Records drawn from a dataset:
---*---
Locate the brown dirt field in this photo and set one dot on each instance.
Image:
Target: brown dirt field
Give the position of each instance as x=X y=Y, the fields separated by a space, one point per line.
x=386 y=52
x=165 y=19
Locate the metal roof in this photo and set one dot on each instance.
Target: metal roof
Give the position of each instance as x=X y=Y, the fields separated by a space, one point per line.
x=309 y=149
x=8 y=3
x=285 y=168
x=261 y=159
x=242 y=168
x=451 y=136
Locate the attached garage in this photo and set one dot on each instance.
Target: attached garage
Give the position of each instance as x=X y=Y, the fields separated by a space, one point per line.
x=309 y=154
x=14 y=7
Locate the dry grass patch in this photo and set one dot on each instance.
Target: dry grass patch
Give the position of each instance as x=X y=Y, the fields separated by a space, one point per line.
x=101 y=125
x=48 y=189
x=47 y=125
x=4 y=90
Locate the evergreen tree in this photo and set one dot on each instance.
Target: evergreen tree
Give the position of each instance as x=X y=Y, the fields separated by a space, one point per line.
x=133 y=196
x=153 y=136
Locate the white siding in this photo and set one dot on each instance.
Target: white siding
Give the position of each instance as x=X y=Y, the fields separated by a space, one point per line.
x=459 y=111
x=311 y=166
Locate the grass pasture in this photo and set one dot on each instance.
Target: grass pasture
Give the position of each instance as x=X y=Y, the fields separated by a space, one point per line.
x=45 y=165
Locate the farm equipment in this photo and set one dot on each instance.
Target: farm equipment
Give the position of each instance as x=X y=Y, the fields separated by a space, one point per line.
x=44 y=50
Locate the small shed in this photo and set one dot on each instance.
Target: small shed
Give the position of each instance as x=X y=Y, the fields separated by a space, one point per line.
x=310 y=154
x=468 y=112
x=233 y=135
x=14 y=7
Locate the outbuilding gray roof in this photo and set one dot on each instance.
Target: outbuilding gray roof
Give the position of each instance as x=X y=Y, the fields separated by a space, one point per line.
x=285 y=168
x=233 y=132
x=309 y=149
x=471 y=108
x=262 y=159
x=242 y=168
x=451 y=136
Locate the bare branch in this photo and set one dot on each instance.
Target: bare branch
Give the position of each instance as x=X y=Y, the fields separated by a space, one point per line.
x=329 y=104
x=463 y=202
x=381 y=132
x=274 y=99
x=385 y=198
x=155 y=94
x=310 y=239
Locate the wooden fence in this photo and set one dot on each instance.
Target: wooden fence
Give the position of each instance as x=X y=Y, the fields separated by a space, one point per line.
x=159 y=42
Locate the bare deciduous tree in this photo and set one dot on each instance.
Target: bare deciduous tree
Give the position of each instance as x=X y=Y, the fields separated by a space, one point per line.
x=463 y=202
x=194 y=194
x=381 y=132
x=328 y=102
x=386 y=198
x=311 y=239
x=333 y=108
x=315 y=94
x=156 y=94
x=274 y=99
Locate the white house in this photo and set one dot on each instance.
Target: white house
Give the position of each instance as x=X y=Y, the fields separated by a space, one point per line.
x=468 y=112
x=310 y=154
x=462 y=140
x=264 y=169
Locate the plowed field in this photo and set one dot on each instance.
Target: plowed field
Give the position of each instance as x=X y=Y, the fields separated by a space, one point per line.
---*---
What is wanted is every line above, written out exactly.

Locate the brown dirt field in this photo and set one dot on each instance.
Image:
Target: brown dirt field
Give the position of each instance as x=X y=Y, the fields separated by a space, one point per line.
x=386 y=52
x=165 y=19
Locate the metal roof in this photo and set one dot on each instance.
Target: metal roof
Give the position of each instance as x=X y=Y, the fields separated by a space, one point per line.
x=309 y=149
x=8 y=3
x=285 y=168
x=261 y=159
x=242 y=168
x=451 y=136
Locate the attached garage in this photo and set one dot on each instance.
Target: attached garage
Give the position of each instance as x=X y=Y, the fields separated by a space, one point per line.
x=309 y=154
x=14 y=7
Locate the dry grass patch in this photo and set one dot on each instance.
Target: dry grass patch
Give the position of each instance as x=X y=Y, the fields separated by a space, one point per line.
x=101 y=125
x=48 y=189
x=47 y=125
x=4 y=90
Locate the evergreen tree in this photo and set one dot on each instance.
Target: evergreen tree
Give the position of each instance as x=X y=Y, the fields separated by a space, one point per line.
x=133 y=196
x=153 y=136
Locate the white siding in this photo and set one dot on each instance.
Target: white siding
Give the position of each instance as x=X y=Y, the fields separated by a space, one point per line.
x=459 y=111
x=311 y=166
Locate the grass pasture in this photo and set one dot on each instance.
Target: grass pasture
Give the position of each instance as x=X y=Y, the fields separated by a space, one point per line.
x=45 y=165
Locate the farm equipment in this photo and set one dot on each instance.
Target: farm equipment
Give the position of each instance as x=X y=Y, the fields separated by a space, one point per line.
x=44 y=50
Locate the small shed in this photo and set one dot on each instance.
Target: small shed
Give the position of each instance as x=X y=Y, the fields separated by a space, one point per line.
x=310 y=154
x=468 y=112
x=233 y=135
x=14 y=7
Locate the outbuilding gray roof in this photo and set one dot on each instance.
Target: outbuilding gray roof
Give the position of each instance as x=X y=Y, the fields separated by a space, one point per line.
x=285 y=168
x=233 y=132
x=309 y=149
x=471 y=108
x=262 y=159
x=242 y=168
x=451 y=136
Locate the bare branch in this photo and set one dot on each instance.
Target: bare branch
Give the position of each instance as x=X y=Y, the fields separated by a space, one point per line.
x=329 y=104
x=463 y=202
x=381 y=132
x=274 y=99
x=385 y=198
x=155 y=94
x=310 y=239
Locate the wooden fence in this photo and set one dot on each instance.
Target: wooden fence
Give the position of each instance as x=X y=Y, the fields separated by a space, one point per line.
x=159 y=42
Locate the bare deciduous tree in this photo and set one dot on each instance.
Target: bare deciduous tree
Give the position of each instance as x=X y=Y, the fields separated by a space, one point per line.
x=463 y=202
x=194 y=194
x=381 y=132
x=328 y=102
x=386 y=198
x=311 y=239
x=333 y=108
x=315 y=94
x=156 y=94
x=274 y=99
Locate the white house in this photo and set one dot on each instance.
Target: white house
Give the position of each instance as x=X y=Y, the fields separated by a space, one point per line.
x=468 y=112
x=310 y=154
x=462 y=140
x=264 y=169
Locate the plowed field in this photo and set one dot on each instance.
Target: plowed field
Give the position of each instance as x=X y=Y, the fields separated by a space, one point per line.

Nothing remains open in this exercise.